### Exercise:
Pick out and copy every line in the Records below that contains the string "child". Treat uppercase and lowercase letters as distinct.

[Records]
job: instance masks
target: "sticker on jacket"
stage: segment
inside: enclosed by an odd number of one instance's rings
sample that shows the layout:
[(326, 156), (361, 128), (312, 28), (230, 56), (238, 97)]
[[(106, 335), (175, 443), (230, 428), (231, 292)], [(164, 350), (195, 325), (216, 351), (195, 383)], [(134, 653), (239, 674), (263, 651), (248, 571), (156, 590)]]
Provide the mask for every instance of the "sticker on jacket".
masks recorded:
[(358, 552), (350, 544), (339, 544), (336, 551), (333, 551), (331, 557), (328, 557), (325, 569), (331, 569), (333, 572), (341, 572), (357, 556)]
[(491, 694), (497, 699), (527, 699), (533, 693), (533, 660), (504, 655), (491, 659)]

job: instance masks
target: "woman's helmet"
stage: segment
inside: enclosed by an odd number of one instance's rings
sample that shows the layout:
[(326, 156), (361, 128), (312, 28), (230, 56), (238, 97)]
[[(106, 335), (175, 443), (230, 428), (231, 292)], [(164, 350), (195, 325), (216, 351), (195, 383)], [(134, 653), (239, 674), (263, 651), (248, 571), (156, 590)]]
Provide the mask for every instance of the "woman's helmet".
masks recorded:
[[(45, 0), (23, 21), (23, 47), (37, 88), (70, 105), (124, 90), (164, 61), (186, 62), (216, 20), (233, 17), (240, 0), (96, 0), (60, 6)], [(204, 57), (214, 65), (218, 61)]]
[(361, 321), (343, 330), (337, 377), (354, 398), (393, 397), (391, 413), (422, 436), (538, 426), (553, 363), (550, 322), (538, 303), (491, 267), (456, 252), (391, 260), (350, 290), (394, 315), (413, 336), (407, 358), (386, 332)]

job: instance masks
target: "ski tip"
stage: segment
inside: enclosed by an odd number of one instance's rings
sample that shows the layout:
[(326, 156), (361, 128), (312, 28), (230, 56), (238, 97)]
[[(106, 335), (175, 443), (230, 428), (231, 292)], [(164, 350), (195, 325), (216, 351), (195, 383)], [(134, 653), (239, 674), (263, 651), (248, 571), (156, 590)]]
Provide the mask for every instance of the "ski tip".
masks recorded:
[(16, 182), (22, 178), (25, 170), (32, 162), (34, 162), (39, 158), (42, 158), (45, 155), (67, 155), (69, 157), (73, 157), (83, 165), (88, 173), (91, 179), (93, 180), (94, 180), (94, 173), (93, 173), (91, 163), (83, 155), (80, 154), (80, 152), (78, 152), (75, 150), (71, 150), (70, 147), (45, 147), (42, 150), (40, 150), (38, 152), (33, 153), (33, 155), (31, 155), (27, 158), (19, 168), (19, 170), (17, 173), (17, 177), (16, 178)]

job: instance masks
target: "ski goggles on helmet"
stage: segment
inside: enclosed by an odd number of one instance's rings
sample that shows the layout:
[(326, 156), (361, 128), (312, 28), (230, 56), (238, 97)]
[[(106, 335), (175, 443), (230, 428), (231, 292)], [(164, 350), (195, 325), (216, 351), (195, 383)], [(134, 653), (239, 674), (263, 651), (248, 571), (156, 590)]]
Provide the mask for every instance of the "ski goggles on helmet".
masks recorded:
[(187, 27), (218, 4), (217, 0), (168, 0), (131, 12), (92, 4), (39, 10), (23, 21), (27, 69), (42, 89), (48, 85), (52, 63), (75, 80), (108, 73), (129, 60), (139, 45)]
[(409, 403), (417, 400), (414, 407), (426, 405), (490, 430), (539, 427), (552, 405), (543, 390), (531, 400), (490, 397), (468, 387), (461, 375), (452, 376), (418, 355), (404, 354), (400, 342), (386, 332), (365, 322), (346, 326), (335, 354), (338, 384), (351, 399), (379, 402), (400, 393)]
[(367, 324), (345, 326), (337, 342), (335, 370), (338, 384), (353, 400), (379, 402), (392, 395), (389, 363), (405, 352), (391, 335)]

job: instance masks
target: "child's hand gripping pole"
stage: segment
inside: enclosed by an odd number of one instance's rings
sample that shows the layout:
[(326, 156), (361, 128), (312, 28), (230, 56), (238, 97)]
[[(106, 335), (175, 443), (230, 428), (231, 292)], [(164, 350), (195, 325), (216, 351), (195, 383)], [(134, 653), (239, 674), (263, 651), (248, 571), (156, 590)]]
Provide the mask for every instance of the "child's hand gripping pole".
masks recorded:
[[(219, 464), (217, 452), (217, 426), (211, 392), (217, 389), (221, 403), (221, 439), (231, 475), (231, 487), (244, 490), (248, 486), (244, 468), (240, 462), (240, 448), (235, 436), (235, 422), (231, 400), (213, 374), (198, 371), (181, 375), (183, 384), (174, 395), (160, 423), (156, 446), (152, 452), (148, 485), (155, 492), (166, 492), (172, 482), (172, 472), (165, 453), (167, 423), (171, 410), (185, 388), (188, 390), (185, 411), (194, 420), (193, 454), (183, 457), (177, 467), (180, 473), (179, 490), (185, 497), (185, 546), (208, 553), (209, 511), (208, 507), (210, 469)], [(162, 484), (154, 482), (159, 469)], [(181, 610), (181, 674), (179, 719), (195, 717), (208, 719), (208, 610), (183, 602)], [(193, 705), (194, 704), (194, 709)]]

### Task answer:
target: "child's hand gripping pole"
Provide the mask for every instance of the "child's hand gripping pole".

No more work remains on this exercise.